EXTRACT Block Start

This study demonstrates that integration of ART services into the MCH platform can lead to significant improvements in HIV+ women’s retention in care and VS up to 12 months postpartum. We also found longer durations of any BF and EBF among women who were randomised to integrated MCH and ART services. Overall, the integration of MCH and ART services may represent a simple intervention that can enhance the health of HIV+ women and their children in the first year after delivery.

This is one of the few randomised studies presenting evidence that integration of MCH and ART services can enhance women’s engagement in HIV care during the postnatal period and improve biomedical outcomes. While the challenges of retention in care and adherence to ART in HIV+ women during the postnatal period have been widely documented, rigorously evaluated interventions to strengthen women’s engagement in services are scant. Existing intervention modalities typically target individual women as the locus of intervention, for example through intensified patient counselling, mobile health interventions, services offered by lay health workers, and/or incentivising health behaviours, often with mixed results over short durations postpartum [11]. While these approaches may be useful to address single, specific causes of women’s disengagement from care, the intervention effects observed to date have been modest, and the feasibility of scaling up these interventions remains unclear.

EXTRACT Block End
GIVEN INFORMATION Block Start

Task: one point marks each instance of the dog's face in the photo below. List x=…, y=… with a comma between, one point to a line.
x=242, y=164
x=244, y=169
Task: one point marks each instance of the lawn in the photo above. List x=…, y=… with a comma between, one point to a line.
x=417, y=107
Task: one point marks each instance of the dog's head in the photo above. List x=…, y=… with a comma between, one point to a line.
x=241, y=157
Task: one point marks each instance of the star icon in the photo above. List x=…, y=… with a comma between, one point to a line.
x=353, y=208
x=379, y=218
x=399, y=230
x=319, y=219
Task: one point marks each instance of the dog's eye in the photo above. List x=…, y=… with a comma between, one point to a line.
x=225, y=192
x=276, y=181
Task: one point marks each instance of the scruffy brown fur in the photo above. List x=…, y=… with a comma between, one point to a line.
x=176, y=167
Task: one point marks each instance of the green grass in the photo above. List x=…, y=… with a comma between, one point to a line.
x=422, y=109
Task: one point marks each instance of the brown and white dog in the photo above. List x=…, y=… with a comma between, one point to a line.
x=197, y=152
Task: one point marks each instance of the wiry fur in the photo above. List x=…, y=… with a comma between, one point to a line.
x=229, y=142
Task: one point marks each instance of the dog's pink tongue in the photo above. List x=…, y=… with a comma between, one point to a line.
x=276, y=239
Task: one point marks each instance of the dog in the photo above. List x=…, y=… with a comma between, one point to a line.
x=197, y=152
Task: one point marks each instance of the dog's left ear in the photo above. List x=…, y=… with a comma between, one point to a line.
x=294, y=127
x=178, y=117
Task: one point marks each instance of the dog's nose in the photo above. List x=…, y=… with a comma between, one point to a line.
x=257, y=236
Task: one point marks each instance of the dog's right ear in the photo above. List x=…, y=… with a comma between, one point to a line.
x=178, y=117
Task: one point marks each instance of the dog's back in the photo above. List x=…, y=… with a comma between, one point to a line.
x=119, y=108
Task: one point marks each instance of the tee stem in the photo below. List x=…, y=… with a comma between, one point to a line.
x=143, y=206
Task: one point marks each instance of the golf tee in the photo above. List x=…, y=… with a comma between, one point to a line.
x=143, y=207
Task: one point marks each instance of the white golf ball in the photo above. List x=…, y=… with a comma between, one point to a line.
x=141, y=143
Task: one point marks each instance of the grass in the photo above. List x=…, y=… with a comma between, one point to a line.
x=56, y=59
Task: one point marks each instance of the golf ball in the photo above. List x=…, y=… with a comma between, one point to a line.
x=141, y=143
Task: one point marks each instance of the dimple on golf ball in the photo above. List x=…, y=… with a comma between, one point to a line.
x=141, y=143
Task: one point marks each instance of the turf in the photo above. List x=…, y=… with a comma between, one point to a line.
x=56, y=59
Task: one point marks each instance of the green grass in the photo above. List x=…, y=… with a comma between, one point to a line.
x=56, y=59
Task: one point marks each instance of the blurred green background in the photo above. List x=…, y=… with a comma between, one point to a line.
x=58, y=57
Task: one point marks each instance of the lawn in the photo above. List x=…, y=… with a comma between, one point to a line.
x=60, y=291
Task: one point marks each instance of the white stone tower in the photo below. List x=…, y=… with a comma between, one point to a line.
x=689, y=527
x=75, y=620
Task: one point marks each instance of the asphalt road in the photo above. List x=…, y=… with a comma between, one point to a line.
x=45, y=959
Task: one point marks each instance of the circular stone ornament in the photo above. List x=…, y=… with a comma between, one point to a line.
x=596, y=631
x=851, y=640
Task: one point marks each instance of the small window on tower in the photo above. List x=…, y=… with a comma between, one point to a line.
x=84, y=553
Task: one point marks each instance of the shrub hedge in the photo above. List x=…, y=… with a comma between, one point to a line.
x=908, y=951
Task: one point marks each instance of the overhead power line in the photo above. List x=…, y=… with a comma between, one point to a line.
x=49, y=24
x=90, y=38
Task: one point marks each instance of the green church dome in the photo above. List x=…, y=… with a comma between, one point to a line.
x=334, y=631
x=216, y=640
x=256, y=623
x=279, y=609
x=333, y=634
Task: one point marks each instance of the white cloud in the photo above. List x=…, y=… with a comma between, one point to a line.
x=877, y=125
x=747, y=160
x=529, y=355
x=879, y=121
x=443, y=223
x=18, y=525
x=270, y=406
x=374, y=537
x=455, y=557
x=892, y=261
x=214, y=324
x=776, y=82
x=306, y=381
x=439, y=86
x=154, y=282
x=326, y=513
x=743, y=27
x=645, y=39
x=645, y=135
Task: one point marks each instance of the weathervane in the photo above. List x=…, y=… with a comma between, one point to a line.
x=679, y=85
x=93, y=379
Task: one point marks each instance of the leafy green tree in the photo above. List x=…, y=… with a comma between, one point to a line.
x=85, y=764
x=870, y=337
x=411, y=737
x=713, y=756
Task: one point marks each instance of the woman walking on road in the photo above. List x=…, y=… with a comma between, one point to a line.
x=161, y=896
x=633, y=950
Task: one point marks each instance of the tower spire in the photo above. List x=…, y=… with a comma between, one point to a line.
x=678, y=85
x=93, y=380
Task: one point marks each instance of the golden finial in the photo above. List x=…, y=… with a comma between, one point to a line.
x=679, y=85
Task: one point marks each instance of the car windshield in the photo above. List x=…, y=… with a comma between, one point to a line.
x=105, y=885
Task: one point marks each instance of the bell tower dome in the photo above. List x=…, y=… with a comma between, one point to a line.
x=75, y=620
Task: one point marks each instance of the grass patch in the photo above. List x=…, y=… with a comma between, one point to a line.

GIVEN INFORMATION Block End

**EXPLORE THE MATERIAL:**
A. Answer these questions from the extract on integrating MCH and ART services:
(i) Up to how many months postpartum did the study find improvements in retention in care and VS?
(ii) For which two kinds of breastfeeding did women randomised to integrated services show longer durations?
(iii) What does the extract say about the feasibility of scaling up existing interventions?
B. Resume the extract on integrating MCH and ART services, starting after its final sentence.

**ANSWERS PROVIDED:**
A.
(i) Up to 12 months postpartum.
(ii) Any BF and EBF.
(iii) It remains unclear.

B.
In contrast, the integration of services represents a structural health systems intervention that may impact on multiple aspects of service engagement. We observed strong associations involving the primary outcome, women’s retention in care, and VS, as well as infant feeding practices; we had limited power to detect associations with outcomes that occur more commonly (such as maternal family planning use) or rarely (such as mother-to-child HIV transmission) in this setting. While not all research has shown improvements in care associated with integration of HIV and MCH services [22], our results are congruent with previous findings that models of care for postnatal ART services can influence outcomes for HIV+ women and their families. One health services evaluation from Malawi suggested that clinics that combined maternal and infant care yielded superior maternal retention outcomes compared to disaggregated forms of care where mothers received treatment within general adult ART services [14]. Similarly, a randomised controlled trial in Nigeria found significant increases in maternal retention in HIV care up to 3 months postpartum with a multicomponent package intervention that included co-scheduling of care for HIV+ mothers and their infants [23]. Building on these results, our trial findings advance the state of knowledge by providing compelling evidence demonstrating the specific effects of integrated postnatal services on multiple MCH outcomes.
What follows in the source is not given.